Selected extract |

PART THREE: “RASTA HAVE THE HANDLE”
Film producer and lifelong reggae fan Jerry Stein travels to Jamaica in 1978 with sound engineer Jeff Roth to film what will ultimately become Word, Sound, and Power, an engrossing film about Jamaica’s finest group of reggae instrumentalists, the Soul Syndicate Band. While he is on the island filming for the documentary, Stein has the unlikely opportunity to interview and film Hugh Mundell and Augustus Pablo together. The resulting film footage, which features Pablo and Mundell reasoning and performing acoustically, is the only footage in existence featuring Mundell and Pablo together. The shoot takes place at Pablo’s home in the hills of Port Maria, JA.
Stein spoke with me about the experience in an interview for this piece:
“Pablo actually lived on a Catholic school’s grounds up in the hills at Port Maria. That’s why we got those shots of the kids staring into the camera. It was just amazing stuff. Each kid had a different facial expression…I don’t think they had ever seen a camera before.”
“So the day after we shot up in the hills at Pablo’s in Port Maria I get a call from Hugh Mundell saying that Pablo wants to talk with me. So I’m like ‘oh shit, what is this about?’ I was staying downtown so I went to the market and bought all this fresh fruit you know, and Pablo was supposed to come down at 6:00 pm. So Mundell shows up and he says ‘you gotta come up to Pablo’s place in Papin.’ I was like ‘what? You guys were supposed to meet down here.’ Mundell says ‘no, you gotta come with me.’ It was almost like a strong-arm situation. He had his posse with him and I don’t know if you know this but Mundell was kind of a wise guy. I mean he was a kid, like seventeen. He had this attitude you know. So we get in the elevator at the Intercontinental hotel and he lights up this big spliff right there in the elevator. The doors open on the lobby and there’s two security guards there and they are really pissed. So they start coming down on him like they were gonna rough him up or something and Mundell jumps into this crazy kung-fu stance. I had to step in and cool everything down and I take Mundell outside and he just starts laughing and the vibes were level.”
“We jump into this car with Mundell and his posse. It’s dark outside now. They drive to an area in north Kingston that was really rough…gang kids on the streets and at the corner, and there are no street lights for some reason. Mundell and his crew get out and walk up the street and they just left me there. It was not cool. I was getting really freaked out. They come back about 15-20 minutes later and we drive to Pablo’s house in Papin. I walk in and Pablo is there with a straight looking white english man…it was his attorney.”
“So I say ‘what’s up?’ And Pablo is like ‘well I’m not really cool about the footage. I need you to sign this contract.’ Now, we had already signed contracts to make sure that Pablo would get paid if the footage was used in the final cut of the film. But now he wants to talk about it and have his guy draw something up. So I’m sitting there and Pablo is playing these amazing riddim tracks that I had never heard before. Mundell is sitting beside me on a bar stool and he’s singing along to these tracks and it is just the most amazing, beautiful thing I had ever heard.”

Given information |

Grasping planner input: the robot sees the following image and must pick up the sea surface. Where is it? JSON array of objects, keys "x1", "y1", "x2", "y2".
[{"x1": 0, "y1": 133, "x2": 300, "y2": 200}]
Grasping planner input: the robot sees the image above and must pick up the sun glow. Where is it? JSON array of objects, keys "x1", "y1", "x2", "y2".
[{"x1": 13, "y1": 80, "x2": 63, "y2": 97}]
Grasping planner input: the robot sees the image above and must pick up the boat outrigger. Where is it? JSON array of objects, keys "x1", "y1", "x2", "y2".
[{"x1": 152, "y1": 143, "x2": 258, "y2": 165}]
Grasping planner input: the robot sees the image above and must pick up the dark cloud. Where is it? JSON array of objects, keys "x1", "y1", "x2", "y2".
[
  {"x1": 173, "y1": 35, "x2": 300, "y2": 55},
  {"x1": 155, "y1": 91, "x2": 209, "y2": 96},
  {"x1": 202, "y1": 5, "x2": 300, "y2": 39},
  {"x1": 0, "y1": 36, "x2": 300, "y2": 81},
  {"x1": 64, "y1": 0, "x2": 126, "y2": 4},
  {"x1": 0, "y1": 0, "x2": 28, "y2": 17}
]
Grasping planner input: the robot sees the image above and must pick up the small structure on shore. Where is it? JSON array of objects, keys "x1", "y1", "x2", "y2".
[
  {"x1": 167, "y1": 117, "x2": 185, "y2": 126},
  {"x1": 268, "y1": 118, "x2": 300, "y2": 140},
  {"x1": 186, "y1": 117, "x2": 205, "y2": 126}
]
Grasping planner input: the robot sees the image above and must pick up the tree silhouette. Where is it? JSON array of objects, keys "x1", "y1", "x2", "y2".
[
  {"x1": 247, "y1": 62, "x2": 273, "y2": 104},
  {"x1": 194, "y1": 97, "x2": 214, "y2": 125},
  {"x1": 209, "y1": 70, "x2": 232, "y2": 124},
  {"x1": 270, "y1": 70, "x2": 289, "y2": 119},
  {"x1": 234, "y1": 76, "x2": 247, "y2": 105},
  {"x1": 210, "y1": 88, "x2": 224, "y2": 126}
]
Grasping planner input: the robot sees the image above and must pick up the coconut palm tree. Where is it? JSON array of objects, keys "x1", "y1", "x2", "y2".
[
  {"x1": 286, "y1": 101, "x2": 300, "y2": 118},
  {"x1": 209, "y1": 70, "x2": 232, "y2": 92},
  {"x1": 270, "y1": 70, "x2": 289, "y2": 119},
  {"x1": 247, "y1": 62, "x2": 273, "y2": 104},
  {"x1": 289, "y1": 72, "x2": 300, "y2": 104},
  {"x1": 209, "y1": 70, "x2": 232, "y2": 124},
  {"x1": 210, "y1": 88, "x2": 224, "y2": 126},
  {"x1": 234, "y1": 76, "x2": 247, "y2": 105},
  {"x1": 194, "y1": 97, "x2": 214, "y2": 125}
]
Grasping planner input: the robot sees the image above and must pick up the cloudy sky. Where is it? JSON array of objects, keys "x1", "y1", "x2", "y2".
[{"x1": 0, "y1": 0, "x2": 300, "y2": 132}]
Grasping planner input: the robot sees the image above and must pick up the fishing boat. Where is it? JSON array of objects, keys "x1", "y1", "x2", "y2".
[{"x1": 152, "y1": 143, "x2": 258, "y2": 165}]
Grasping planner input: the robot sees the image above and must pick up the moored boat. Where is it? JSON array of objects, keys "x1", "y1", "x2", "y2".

Problems and tasks |
1. Answer these questions from the Jerry Stein account:
(a) In what year does Stein travel to Jamaica to film?
(b) In which hotel's elevator does Mundell light a spliff?
(c) Who is with Pablo when Stein walks into the house in Papin?
2. Retype the passage of the Jerry Stein account from "Film producer and" up to and including "Port Maria, JA.".
The listing was drawn from a separate source and is unrelated to the Jerry Stein account.

Final results |
1.
(a) 1978
(b) The Intercontinental hotel
(c) His attorney, an English man

2.
Film producer and lifelong reggae fan Jerry Stein travels to Jamaica in 1978 with sound engineer Jeff Roth to film what will ultimately become Word, Sound, and Power, an engrossing film about Jamaica’s finest group of reggae instrumentalists, the Soul Syndicate Band. While he is on the island filming for the documentary, Stein has the unlikely opportunity to interview and film Hugh Mundell and Augustus Pablo together. The resulting film footage, which features Pablo and Mundell reasoning and performing acoustically, is the only footage in existence featuring Mundell and Pablo together. The shoot takes place at Pablo’s home in the hills of Port Maria, JA.